TEXT PASSAGE:
## Start
- Born: 1999 (age 26–27) Chicago, Illinois, U.S.
- Education: Northwestern University (BA)
- Occupation: Actor;
- Family: Parents, 3 Brothers

= Liam Oh =

American actor (born 1999)

Liam Oh (born 1999) is an American actor known for his role as Ray McAffey in the Netflix military series Boots.

==Early life and education==
Oh was born in 1999 and raised on the outskirts of Chicago alongside his three brothers. He attended Northwestern University and later moved to New York City to pursue his acting career. Oh's background includes Korean and Irish ancestry.

==Career==
Oh appeared in the world premiere of the musical The Notebook which opened on September 6, 2022, as the character(s) Fin/Justin.
## End
TASK REQUIREMENTS:
1. Update the stretch of the Liam Oh article from "- Born: 1999" through "and Irish ancestry.", substituting "streaming" for "Netflix".
2. According to the Liam Oh article, which character does Oh play in the series Boots?
3. Resume the Liam Oh article from the point at which it stops.

[Image boundary annotation rows]
## Start
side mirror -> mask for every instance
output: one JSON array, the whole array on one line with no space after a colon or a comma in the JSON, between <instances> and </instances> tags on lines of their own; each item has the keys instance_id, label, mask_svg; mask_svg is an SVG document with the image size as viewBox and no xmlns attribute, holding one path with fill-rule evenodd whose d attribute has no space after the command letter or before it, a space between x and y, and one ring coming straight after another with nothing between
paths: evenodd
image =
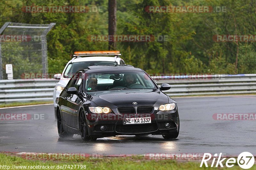
<instances>
[{"instance_id":1,"label":"side mirror","mask_svg":"<svg viewBox=\"0 0 256 170\"><path fill-rule=\"evenodd\" d=\"M161 85L160 87L160 90L161 91L164 91L164 90L168 90L171 88L171 85L167 83L163 83Z\"/></svg>"},{"instance_id":2,"label":"side mirror","mask_svg":"<svg viewBox=\"0 0 256 170\"><path fill-rule=\"evenodd\" d=\"M53 75L53 78L55 78L56 80L60 80L61 77L61 74L60 73L56 74Z\"/></svg>"},{"instance_id":3,"label":"side mirror","mask_svg":"<svg viewBox=\"0 0 256 170\"><path fill-rule=\"evenodd\" d=\"M71 94L77 94L78 93L78 92L76 90L76 88L74 87L71 87L67 89L67 93Z\"/></svg>"}]
</instances>

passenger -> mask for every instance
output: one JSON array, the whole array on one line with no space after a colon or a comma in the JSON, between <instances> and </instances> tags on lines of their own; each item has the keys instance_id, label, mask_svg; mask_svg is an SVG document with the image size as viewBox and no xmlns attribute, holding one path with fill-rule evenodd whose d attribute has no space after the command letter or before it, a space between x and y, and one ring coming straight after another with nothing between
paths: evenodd
<instances>
[{"instance_id":1,"label":"passenger","mask_svg":"<svg viewBox=\"0 0 256 170\"><path fill-rule=\"evenodd\" d=\"M124 81L127 87L132 85L136 83L135 78L132 75L130 74L127 74L124 75Z\"/></svg>"},{"instance_id":2,"label":"passenger","mask_svg":"<svg viewBox=\"0 0 256 170\"><path fill-rule=\"evenodd\" d=\"M86 90L97 90L98 80L93 77L90 77L87 80L87 85Z\"/></svg>"}]
</instances>

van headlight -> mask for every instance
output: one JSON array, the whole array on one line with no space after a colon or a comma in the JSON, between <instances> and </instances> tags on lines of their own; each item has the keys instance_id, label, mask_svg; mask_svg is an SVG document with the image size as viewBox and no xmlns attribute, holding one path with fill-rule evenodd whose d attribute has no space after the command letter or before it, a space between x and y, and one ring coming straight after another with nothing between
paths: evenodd
<instances>
[{"instance_id":1,"label":"van headlight","mask_svg":"<svg viewBox=\"0 0 256 170\"><path fill-rule=\"evenodd\" d=\"M167 111L172 110L175 108L175 103L168 103L161 105L159 107L158 109L161 111Z\"/></svg>"},{"instance_id":2,"label":"van headlight","mask_svg":"<svg viewBox=\"0 0 256 170\"><path fill-rule=\"evenodd\" d=\"M57 85L55 86L55 90L57 91L62 91L65 88L65 87L60 86L59 85Z\"/></svg>"}]
</instances>

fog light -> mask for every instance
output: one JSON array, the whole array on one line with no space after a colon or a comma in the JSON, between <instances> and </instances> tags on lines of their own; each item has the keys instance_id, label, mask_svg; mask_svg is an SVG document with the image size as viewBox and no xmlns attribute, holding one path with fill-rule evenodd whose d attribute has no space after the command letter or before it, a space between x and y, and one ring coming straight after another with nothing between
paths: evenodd
<instances>
[{"instance_id":1,"label":"fog light","mask_svg":"<svg viewBox=\"0 0 256 170\"><path fill-rule=\"evenodd\" d=\"M107 126L106 126L106 125L102 125L102 126L100 126L100 130L101 130L102 131L106 130L106 129L107 129Z\"/></svg>"},{"instance_id":2,"label":"fog light","mask_svg":"<svg viewBox=\"0 0 256 170\"><path fill-rule=\"evenodd\" d=\"M165 127L167 128L169 128L170 127L170 124L168 122L167 123L165 123L165 124L164 125L164 126L165 126Z\"/></svg>"}]
</instances>

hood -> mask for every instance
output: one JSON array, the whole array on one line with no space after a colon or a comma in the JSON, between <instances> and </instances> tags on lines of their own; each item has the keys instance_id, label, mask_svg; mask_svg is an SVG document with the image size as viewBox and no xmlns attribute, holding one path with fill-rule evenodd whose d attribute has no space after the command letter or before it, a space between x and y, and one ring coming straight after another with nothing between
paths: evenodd
<instances>
[{"instance_id":1,"label":"hood","mask_svg":"<svg viewBox=\"0 0 256 170\"><path fill-rule=\"evenodd\" d=\"M120 90L87 92L99 106L115 108L122 106L151 105L168 103L169 97L159 89ZM132 102L136 102L136 105Z\"/></svg>"}]
</instances>

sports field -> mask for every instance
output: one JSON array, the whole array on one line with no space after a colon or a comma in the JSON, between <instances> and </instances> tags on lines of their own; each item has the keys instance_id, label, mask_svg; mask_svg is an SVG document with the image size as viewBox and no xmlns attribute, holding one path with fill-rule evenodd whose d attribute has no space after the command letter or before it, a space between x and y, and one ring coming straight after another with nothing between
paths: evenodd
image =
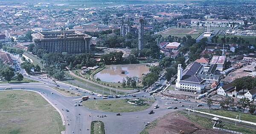
<instances>
[{"instance_id":1,"label":"sports field","mask_svg":"<svg viewBox=\"0 0 256 134\"><path fill-rule=\"evenodd\" d=\"M196 38L205 30L204 28L171 28L161 32L160 34L164 37L166 37L170 35L180 38L186 37L186 35L190 35L192 38Z\"/></svg>"},{"instance_id":2,"label":"sports field","mask_svg":"<svg viewBox=\"0 0 256 134\"><path fill-rule=\"evenodd\" d=\"M38 93L0 92L0 134L61 134L64 130L58 112Z\"/></svg>"}]
</instances>

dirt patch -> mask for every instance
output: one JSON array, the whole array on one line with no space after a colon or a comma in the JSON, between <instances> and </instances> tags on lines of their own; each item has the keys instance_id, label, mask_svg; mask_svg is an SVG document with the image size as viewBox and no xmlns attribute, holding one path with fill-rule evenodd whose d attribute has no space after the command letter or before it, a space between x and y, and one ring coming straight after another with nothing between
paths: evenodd
<instances>
[{"instance_id":1,"label":"dirt patch","mask_svg":"<svg viewBox=\"0 0 256 134\"><path fill-rule=\"evenodd\" d=\"M17 118L9 119L9 121L13 123L20 123L23 122L23 120L21 119L19 119Z\"/></svg>"},{"instance_id":2,"label":"dirt patch","mask_svg":"<svg viewBox=\"0 0 256 134\"><path fill-rule=\"evenodd\" d=\"M193 123L183 115L176 112L159 120L156 126L147 130L149 134L227 134L213 129L207 129Z\"/></svg>"}]
</instances>

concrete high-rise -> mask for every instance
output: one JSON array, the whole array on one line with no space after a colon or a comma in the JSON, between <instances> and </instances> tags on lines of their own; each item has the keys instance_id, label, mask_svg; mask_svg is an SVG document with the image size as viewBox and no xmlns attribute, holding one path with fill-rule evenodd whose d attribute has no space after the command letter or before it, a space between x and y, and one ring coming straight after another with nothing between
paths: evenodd
<instances>
[{"instance_id":1,"label":"concrete high-rise","mask_svg":"<svg viewBox=\"0 0 256 134\"><path fill-rule=\"evenodd\" d=\"M41 32L32 36L35 47L49 53L90 53L91 36L76 31Z\"/></svg>"},{"instance_id":2,"label":"concrete high-rise","mask_svg":"<svg viewBox=\"0 0 256 134\"><path fill-rule=\"evenodd\" d=\"M139 25L139 50L142 50L144 47L144 20L140 19Z\"/></svg>"}]
</instances>

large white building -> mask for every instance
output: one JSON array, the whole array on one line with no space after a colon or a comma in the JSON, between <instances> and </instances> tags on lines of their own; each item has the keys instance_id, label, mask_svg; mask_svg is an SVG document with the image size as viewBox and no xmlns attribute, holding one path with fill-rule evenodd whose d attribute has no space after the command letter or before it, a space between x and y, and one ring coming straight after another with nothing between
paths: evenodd
<instances>
[{"instance_id":1,"label":"large white building","mask_svg":"<svg viewBox=\"0 0 256 134\"><path fill-rule=\"evenodd\" d=\"M181 64L178 65L175 89L180 91L201 93L205 87L205 80L196 75L201 71L203 66L197 62L188 65L183 71Z\"/></svg>"},{"instance_id":2,"label":"large white building","mask_svg":"<svg viewBox=\"0 0 256 134\"><path fill-rule=\"evenodd\" d=\"M212 27L230 27L240 26L244 25L243 20L215 20L208 19L206 20L198 19L191 19L190 25L192 26L210 26Z\"/></svg>"}]
</instances>

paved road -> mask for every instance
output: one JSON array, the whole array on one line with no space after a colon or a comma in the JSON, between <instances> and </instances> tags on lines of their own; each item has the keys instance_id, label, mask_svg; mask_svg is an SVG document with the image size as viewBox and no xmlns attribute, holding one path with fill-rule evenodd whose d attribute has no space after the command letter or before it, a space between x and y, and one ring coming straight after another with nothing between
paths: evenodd
<instances>
[{"instance_id":1,"label":"paved road","mask_svg":"<svg viewBox=\"0 0 256 134\"><path fill-rule=\"evenodd\" d=\"M21 73L23 73L24 71L22 70ZM25 77L28 77L26 75L25 76ZM184 109L188 108L189 105L193 106L193 103L196 106L197 104L195 102L181 100L175 101L173 99L162 100L160 99L161 97L156 97L156 100L154 104L158 104L159 107L157 109L154 109L154 105L153 105L147 109L131 113L121 113L122 116L116 116L116 113L106 112L90 109L84 106L74 106L74 104L78 104L79 100L73 100L81 98L81 96L70 97L63 95L58 91L49 87L55 86L51 84L51 81L49 79L39 79L38 78L33 76L28 78L37 79L42 82L1 84L0 86L0 90L3 90L7 87L11 87L14 89L20 89L21 88L23 87L25 89L37 91L39 93L41 93L52 103L52 105L55 106L57 108L60 109L61 113L64 115L66 123L66 134L71 134L72 131L73 131L75 134L90 134L90 131L87 130L87 128L90 128L91 121L95 120L102 120L104 123L106 134L138 134L145 128L144 123L151 122L155 119L168 113L173 112L175 110ZM161 81L160 83L162 83L163 81ZM60 87L67 89L69 89L70 87L73 89L75 89L76 87L74 86L58 81L56 81L56 83L60 85ZM83 89L80 89L79 90ZM38 92L39 90L40 91L40 92ZM96 97L96 95L89 95L88 93L88 91L85 91L86 93L82 92L81 93L83 94L83 95L89 96L91 97L90 99L87 101L91 101L91 98L93 97L96 97L98 99L102 99L101 97ZM52 92L53 92L53 94L50 93ZM137 96L137 98L145 95L147 98L149 98L148 92L141 92L134 94ZM132 95L128 95L126 98L134 98L132 96ZM122 96L121 98L118 99L122 99L124 97ZM116 99L108 98L108 99ZM171 102L173 102L174 103L169 105L166 105L165 103L169 101ZM181 106L181 104L184 105L185 106ZM206 104L204 105L207 106ZM178 109L177 110L168 109L166 108L167 106L172 106L172 107L177 106ZM205 107L205 108L206 107ZM62 109L64 110L61 110ZM67 112L65 110L66 109L68 109L70 112ZM154 110L154 113L153 114L148 114L148 111L150 110ZM81 115L79 115L79 113L81 114ZM106 115L107 117L100 118L98 117L97 115ZM70 120L70 119L71 119L71 121ZM67 120L69 120L68 121ZM70 125L67 125L68 123ZM80 130L80 129L81 130Z\"/></svg>"}]
</instances>

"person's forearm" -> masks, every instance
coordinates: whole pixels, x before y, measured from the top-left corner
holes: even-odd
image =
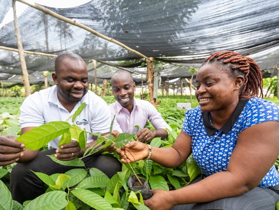
[[[17,162],[25,163],[30,161],[37,157],[39,152],[39,150],[30,150],[26,149],[23,152],[23,155],[20,156]]]
[[[171,191],[171,197],[176,205],[194,203],[234,197],[252,189],[248,187],[248,183],[235,177],[230,172],[219,172],[196,183]]]
[[[185,160],[176,152],[172,147],[157,148],[152,147],[152,155],[150,159],[163,166],[173,168],[182,164]],[[189,154],[190,155],[190,154]]]
[[[166,130],[163,128],[160,128],[158,130],[154,130],[154,132],[155,133],[156,137],[160,137],[162,139],[166,138],[168,135],[168,133]]]

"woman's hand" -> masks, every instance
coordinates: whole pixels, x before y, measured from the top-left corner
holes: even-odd
[[[58,160],[66,161],[73,160],[80,154],[81,148],[76,141],[72,141],[71,143],[62,145],[60,149],[55,151],[55,157]]]
[[[144,200],[145,205],[151,210],[169,210],[175,205],[170,191],[160,190],[151,191],[152,197]]]
[[[120,156],[124,163],[135,162],[146,158],[148,155],[147,145],[138,141],[131,142],[120,149],[116,149],[116,152]]]
[[[0,135],[0,166],[17,161],[23,155],[24,144],[16,142],[16,136]]]

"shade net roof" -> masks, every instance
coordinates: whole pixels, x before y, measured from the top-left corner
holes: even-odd
[[[0,4],[0,46],[17,49],[14,22],[8,20],[12,0]],[[17,11],[20,5],[26,6],[17,2]],[[191,77],[192,67],[199,67],[210,54],[222,50],[253,58],[265,77],[276,75],[277,0],[93,0],[70,8],[42,6],[163,61],[154,67],[163,81]],[[119,70],[112,65],[121,65],[125,60],[131,65],[123,67],[134,73],[137,83],[145,79],[144,59],[116,44],[31,7],[18,16],[24,50],[52,55],[75,52],[86,60],[91,82],[95,77],[92,59],[97,60],[98,82]],[[42,72],[54,71],[54,57],[24,55],[31,84],[44,81]],[[20,82],[21,75],[18,53],[0,49],[0,80]]]

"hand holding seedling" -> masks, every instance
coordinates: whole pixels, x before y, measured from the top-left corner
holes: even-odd
[[[0,166],[7,165],[18,160],[23,155],[24,144],[16,142],[16,136],[0,135]]]
[[[116,152],[120,156],[121,161],[128,163],[137,161],[146,158],[148,155],[149,148],[147,145],[138,141],[129,142]]]
[[[145,205],[151,210],[168,210],[177,204],[174,202],[171,191],[151,190],[152,197],[144,200]]]
[[[140,142],[143,143],[147,142],[156,136],[155,132],[155,130],[151,130],[147,128],[144,128],[138,131],[136,135],[135,135],[135,137]]]
[[[80,154],[81,148],[76,141],[72,141],[69,143],[65,144],[57,149],[55,157],[58,160],[66,161],[76,158]]]

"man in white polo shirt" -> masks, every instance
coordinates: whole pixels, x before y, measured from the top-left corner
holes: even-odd
[[[124,71],[117,72],[112,77],[111,84],[116,100],[110,105],[112,118],[115,115],[114,131],[135,133],[137,139],[143,142],[155,137],[161,139],[167,137],[166,128],[171,129],[161,114],[150,102],[134,97],[135,84],[129,73]],[[148,120],[155,130],[145,128]]]
[[[73,53],[62,53],[55,61],[55,73],[52,78],[56,85],[27,97],[20,107],[21,133],[44,123],[54,121],[72,123],[69,117],[85,102],[74,124],[92,133],[109,133],[111,122],[110,110],[100,97],[88,90],[88,74],[82,58]],[[96,136],[88,135],[87,148],[95,143]],[[45,193],[45,186],[30,169],[51,175],[64,173],[75,168],[56,163],[47,155],[55,154],[61,160],[82,157],[84,151],[78,143],[62,145],[58,149],[59,138],[50,142],[49,150],[39,152],[25,149],[11,173],[11,191],[13,199],[22,203]],[[121,170],[121,164],[113,156],[92,155],[82,159],[86,168],[96,167],[111,178]]]

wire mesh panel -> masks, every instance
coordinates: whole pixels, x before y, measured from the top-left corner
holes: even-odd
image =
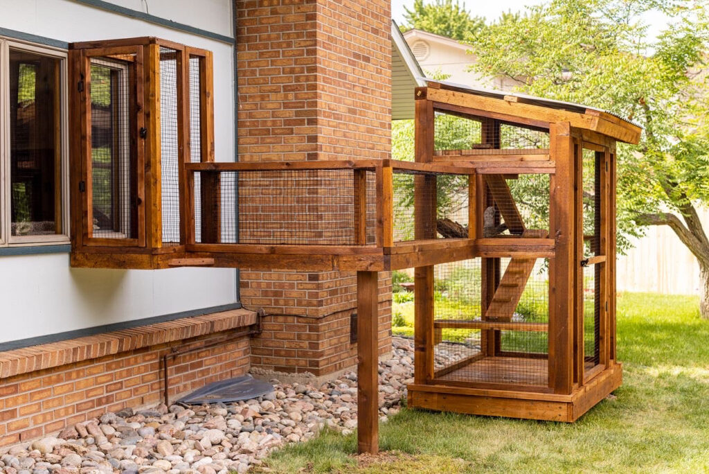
## End
ANSWERS PER TASK:
1.
- Born: 1999 (age 26–27) Chicago, Illinois, U.S.
- Education: Northwestern University (BA)
- Occupation: Actor;
- Family: Parents, 3 Brothers

= Liam Oh =

American actor (born 1999)

Liam Oh (born 1999) is an American actor known for his role as Ray McAffey in the streaming military series Boots.

==Early life and education==
Oh was born in 1999 and raised on the outskirts of Chicago alongside his three brothers. He attended Northwestern University and later moved to New York City to pursue his acting career. Oh's background includes Korean and Irish ancestry.

2. Ray McAffey

3.
Oh plays Ray McAffey in the Netflix series Boots which premiered on October 9, 2025. Oh has described this role as a "gift" because of the show's deep storyline and friendships and also because of the opportunity to portray a mixed race Asian person. With regard to his role in Boots, Oh revealed that his best friend in real life is gay; as a result, he was immediately drawn to the friendship between his character Ray (who is straight) and main character Cameron (who is gay).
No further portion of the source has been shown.